*PROBLEM DESCRIPTION:* Please restate each entry that follows word for word.

━━━

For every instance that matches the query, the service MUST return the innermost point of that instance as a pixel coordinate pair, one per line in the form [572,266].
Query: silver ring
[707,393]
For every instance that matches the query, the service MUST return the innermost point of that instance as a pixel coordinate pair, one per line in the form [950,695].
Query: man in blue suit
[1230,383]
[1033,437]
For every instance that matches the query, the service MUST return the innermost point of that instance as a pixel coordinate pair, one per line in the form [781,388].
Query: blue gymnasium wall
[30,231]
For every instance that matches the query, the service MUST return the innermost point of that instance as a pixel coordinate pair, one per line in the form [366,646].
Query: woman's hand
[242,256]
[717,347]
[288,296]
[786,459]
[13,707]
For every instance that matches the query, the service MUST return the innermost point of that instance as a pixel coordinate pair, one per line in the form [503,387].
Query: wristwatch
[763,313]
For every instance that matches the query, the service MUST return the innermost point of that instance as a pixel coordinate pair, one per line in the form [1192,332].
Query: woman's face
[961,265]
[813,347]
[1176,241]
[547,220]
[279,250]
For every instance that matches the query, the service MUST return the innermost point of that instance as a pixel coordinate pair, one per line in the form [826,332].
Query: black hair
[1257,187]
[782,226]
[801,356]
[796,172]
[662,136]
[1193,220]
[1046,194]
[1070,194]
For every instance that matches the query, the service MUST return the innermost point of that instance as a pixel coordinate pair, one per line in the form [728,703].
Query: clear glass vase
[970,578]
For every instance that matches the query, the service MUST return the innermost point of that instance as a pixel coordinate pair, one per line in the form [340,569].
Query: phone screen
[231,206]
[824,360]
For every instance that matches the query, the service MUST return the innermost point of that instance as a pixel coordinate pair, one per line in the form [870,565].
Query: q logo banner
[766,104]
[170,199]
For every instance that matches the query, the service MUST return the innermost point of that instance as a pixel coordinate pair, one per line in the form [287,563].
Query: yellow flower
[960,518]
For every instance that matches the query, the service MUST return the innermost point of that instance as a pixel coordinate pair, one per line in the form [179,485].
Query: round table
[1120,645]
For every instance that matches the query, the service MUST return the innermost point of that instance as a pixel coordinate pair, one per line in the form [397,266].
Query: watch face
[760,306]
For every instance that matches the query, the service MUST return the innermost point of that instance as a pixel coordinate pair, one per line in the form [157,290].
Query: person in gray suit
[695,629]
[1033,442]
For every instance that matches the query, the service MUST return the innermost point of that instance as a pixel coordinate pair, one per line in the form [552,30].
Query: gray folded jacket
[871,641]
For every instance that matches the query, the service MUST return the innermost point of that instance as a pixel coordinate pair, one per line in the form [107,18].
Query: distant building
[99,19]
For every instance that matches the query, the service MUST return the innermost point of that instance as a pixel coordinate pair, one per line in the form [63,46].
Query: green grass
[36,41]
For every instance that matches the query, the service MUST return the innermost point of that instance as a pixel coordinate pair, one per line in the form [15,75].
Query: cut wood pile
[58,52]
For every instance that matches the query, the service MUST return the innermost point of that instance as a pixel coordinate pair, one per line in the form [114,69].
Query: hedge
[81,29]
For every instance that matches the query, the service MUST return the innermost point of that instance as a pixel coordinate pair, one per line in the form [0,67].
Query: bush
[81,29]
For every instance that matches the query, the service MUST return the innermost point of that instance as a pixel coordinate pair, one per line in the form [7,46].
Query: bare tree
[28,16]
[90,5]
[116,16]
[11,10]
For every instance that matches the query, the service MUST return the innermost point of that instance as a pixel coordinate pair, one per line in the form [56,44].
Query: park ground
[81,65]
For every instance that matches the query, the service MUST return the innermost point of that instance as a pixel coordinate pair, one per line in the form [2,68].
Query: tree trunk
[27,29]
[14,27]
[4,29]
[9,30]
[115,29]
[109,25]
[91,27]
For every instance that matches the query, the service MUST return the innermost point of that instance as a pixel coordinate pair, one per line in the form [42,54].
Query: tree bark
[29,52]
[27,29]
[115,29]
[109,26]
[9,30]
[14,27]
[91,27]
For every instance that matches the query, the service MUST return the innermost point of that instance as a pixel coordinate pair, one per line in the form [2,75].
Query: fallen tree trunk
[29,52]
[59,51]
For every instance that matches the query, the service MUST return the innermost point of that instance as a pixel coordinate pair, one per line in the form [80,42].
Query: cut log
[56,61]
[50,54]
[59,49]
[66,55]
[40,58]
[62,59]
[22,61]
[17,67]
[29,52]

━━━

*REPLY:*
For every instance that matches the query, the service MUST return the innermost point of that instance as a pixel coordinate pair, one per line in the form [572,266].
Query: silver ring
[707,393]
For every instance that matches the query, the service MUST return the innermost point of that instance as a pixel coordinate pair, one per line in the form [950,695].
Query: man in blue suit
[1230,383]
[1033,437]
For every instance that matches the query, the service MUST return the innermost point of that instance as a pixel coordinate pair, one per line in the form [781,388].
Query: blue gymnasium wall
[30,231]
For every instance that matches the query, the service MUST return the innermost point of that instance as a pixel coordinate pair, one per line in the form [366,646].
Query: woman's hand
[242,256]
[717,347]
[288,296]
[786,459]
[13,707]
For every instance that matches the query, the service MUST return the innermost point of that instance as a pixel coordinate pair, one per line in the form [503,387].
Query: wristwatch
[763,313]
For every instance that matches the query, the service MUST return the innermost point of that instance as a pixel coordinate pair, one per line in the form [1192,332].
Query: woman's face
[961,265]
[813,347]
[1176,241]
[547,220]
[279,250]
For every instance that matches the query, the service MUST return the innermost point of that instance as a pixel coordinate pair, one per line in the form [826,332].
Query: black hair
[1257,187]
[782,226]
[801,356]
[796,172]
[662,136]
[1193,220]
[1046,194]
[1070,194]
For every instance that matches the query, the service MUST return the innermost point of that instance as a pixel coordinate pair, one per line in the form [728,703].
Query: clear glass vase
[970,578]
For every instance that matches the query, the service MUST return the innermost point of that instance as a pixel coordinate pair, one per line in the form [340,569].
Query: phone screen
[231,206]
[824,360]
For every instance that matches the query, the service MUST return the innermost point of that instance as a pixel coordinate pair, one per line in the form [870,565].
Query: q logo banner
[766,104]
[170,199]
For every instance that matches the query, the service MUST return the innermost point of that instance as a pixel coordinate pair, one per line in the form [287,563].
Query: yellow flower
[960,518]
For every instance that matches the query, the service MUST return the innermost point of that instance as a pixel coordinate pair, one per line in the form [179,485].
Query: round table
[1120,645]
For every instance that matches the query, the service MUST return the innermost point of that instance as a pixel coordinate pair, one per line in the form [397,266].
Query: watch face
[760,306]
For every instance that matches the query, the service MUST return the innermost point of that instance as a pixel coordinate pair, one per line in the form [157,290].
Query: person in gray suit
[695,629]
[1033,442]
For every instance that matches the query, the service MUST return the innermost point of that instance as a pixel coordinate pair, one per line in the form [552,30].
Query: gray folded jacket
[871,641]
For every instance that matches the query, the service MUST return the innermost point of that instance as a pixel coordinate pair, one per line in the form [107,18].
Query: distant building
[99,19]
For every instance that matches the query, the service MUST return the innermost point of that instance as a pixel coordinate pair, one per line in the form [63,46].
Query: green grass
[36,41]
For every instance that matches the query, the service MUST return the innermost point of that instance as a pixel coordinate pair, one per line in the form [15,75].
Query: cut wood pile
[58,52]
For every instance that matches the query, the service MUST return the innermost point of that instance as a pixel coordinate pair, one per line in the form [114,69].
Query: hedge
[81,29]
For every instance that matches the query, the service MUST return the innermost point of that instance as a pixel coordinate pair, one per line in the form [0,67].
Query: bush
[81,29]
For every instance that matches the query, the service MUST return the innermost point of that instance as a pixel coordinate pair, one per line in the form [7,46].
Query: bare tree
[28,16]
[90,5]
[116,16]
[11,10]
For every instance that matches the query, the service MUST return the innermost point of that instance as a pixel coordinate pair, one per line in the form [56,44].
Query: park ground
[81,65]
For every instance that matches the query, the service MUST return the innermost point of that instance as a pixel coordinate pair, one per line in the form [2,68].
Query: tree trunk
[27,29]
[14,27]
[4,29]
[9,30]
[115,29]
[109,25]
[91,27]
For every instance that matches the query, the service MUST return the innermost point of that instance as a pixel coordinate pair, one per line in the form [42,54].
Query: tree bark
[29,52]
[27,29]
[115,29]
[109,26]
[9,30]
[14,27]
[91,27]
For every instance that matches the query, the service MUST return the innermost point of that instance as a pixel coordinate pair, one per line in the form [2,75].
Query: fallen tree trunk
[29,52]
[59,51]
For every instance that matches the query, the service MUST return the innermost point of that instance as a pixel coordinate pair, one per line in the form [80,42].
Query: cut log
[56,61]
[50,54]
[59,49]
[66,55]
[40,58]
[62,59]
[22,61]
[17,67]
[29,52]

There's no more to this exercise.